--- Begin PASSAGE TO READ ---

Boost logo

Boost :

From: Pavol Droba (droba_at_[hidden])
Date: 2004-04-06 08:56:12


On Tue, Apr 06, 2004 at 03:28:11PM +0400, Vladimir Prus wrote:
> Hi Pavol,
>
> > I have read your proposal. Maybe I'm missing something very serious,
> > but I would prefere to have a similar scheme as used by stl.
> >
> > So that, there will be variants accepting char and wchar_t data types,
> > and all possible unicode problems will be addressed by char_traits and
> > locale.
>
> Variants of what? The command line parser and config file parser will have
> two variants of the interface.

Not realy a variants. I mean templated and specialed for common char* and wchar_t*.
 
> The storage component need not have two variants. What advantage will it
> give? Finally, and that's the most important point, I believe that options
> description component need only provide two variants for the 'value'
> function. As the document say, if you have two variants of the
> options_description class, than the ascii vs. unicode decision is global
> for the entire application, which is not so good.

This argument is quite questionable. IMHO either you stick with narrow, or wide
characters in whoule application. Otherwise you are forced to make conversions
on the border lines. I don't realy see a point in the mixed type approach.

> > I understand, that stl support unicode for unicode is not the best,
> > but there are facilities, that can provide required functionality if
> > properly extended/configured.
>
> Let's break the question in two parts.

--- End PASSAGE TO READ ---

SET PROBLEM 1: In the Boost mailing-list post, how many variants of the interface does Vladimir Prus say the command line parser and config file parser will have?
The records that follow are unrelated to the Boost mailing-list post.

--- Begin STORED DATA ---

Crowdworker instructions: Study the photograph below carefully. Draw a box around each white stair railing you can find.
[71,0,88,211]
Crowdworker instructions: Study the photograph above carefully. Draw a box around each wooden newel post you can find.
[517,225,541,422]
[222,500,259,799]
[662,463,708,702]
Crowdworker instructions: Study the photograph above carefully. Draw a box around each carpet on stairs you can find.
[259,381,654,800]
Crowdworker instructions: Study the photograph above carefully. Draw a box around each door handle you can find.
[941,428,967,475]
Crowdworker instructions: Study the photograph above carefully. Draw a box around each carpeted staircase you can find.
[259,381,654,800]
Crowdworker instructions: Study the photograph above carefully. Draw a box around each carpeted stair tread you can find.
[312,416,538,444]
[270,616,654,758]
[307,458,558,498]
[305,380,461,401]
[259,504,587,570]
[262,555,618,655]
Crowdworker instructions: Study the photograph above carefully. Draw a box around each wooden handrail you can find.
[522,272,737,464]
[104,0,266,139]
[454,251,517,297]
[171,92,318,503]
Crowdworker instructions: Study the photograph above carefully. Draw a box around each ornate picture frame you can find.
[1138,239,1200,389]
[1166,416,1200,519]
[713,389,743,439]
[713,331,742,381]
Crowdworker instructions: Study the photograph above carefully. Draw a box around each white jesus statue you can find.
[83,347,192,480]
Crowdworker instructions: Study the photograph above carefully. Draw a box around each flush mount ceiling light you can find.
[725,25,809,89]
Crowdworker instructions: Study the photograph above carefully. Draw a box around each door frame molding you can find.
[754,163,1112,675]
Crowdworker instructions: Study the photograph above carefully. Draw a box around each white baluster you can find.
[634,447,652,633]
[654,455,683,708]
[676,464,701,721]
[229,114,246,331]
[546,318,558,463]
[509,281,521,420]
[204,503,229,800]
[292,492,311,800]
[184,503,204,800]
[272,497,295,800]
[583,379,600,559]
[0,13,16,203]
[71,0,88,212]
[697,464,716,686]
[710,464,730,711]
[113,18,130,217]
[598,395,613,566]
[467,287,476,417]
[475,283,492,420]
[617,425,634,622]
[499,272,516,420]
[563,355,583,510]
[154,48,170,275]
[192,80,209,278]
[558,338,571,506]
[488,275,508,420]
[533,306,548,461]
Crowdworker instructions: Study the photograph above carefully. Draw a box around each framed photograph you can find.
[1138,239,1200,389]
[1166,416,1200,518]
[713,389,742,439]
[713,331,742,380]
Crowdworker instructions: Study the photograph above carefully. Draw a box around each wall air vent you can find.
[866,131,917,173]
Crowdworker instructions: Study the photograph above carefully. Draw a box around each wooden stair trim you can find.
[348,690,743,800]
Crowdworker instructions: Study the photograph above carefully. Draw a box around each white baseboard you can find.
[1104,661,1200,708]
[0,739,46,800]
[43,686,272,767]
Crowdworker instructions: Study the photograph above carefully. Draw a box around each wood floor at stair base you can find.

--- End STORED DATA ---

SET PROBLEM 2: Duplicate the stretch of the records from the line containing "baluster you can find." through the end of the records.

EXPECTED ANSWER 1: Two.

EXPECTED ANSWER 2:
Crowdworker instructions: Study the photograph above carefully. Draw a box around each white baluster you can find.
[634,447,652,633]
[654,455,683,708]
[676,464,701,721]
[229,114,246,331]
[546,318,558,463]
[509,281,521,420]
[204,503,229,800]
[292,492,311,800]
[184,503,204,800]
[272,497,295,800]
[583,379,600,559]
[0,13,16,203]
[71,0,88,212]
[697,464,716,686]
[710,464,730,711]
[113,18,130,217]
[598,395,613,566]
[467,287,476,417]
[475,283,492,420]
[617,425,634,622]
[499,272,516,420]
[563,355,583,510]
[154,48,170,275]
[192,80,209,278]
[558,338,571,506]
[488,275,508,420]
[533,306,548,461]
Crowdworker instructions: Study the photograph above carefully. Draw a box around each framed photograph you can find.
[1138,239,1200,389]
[1166,416,1200,518]
[713,389,742,439]
[713,331,742,380]
Crowdworker instructions: Study the photograph above carefully. Draw a box around each wall air vent you can find.
[866,131,917,173]
Crowdworker instructions: Study the photograph above carefully. Draw a box around each wooden stair trim you can find.
[348,690,743,800]
Crowdworker instructions: Study the photograph above carefully. Draw a box around each white baseboard you can find.
[1104,661,1200,708]
[0,739,46,800]
[43,686,272,767]
Crowdworker instructions: Study the photograph above carefully. Draw a box around each wood floor at stair base you can find.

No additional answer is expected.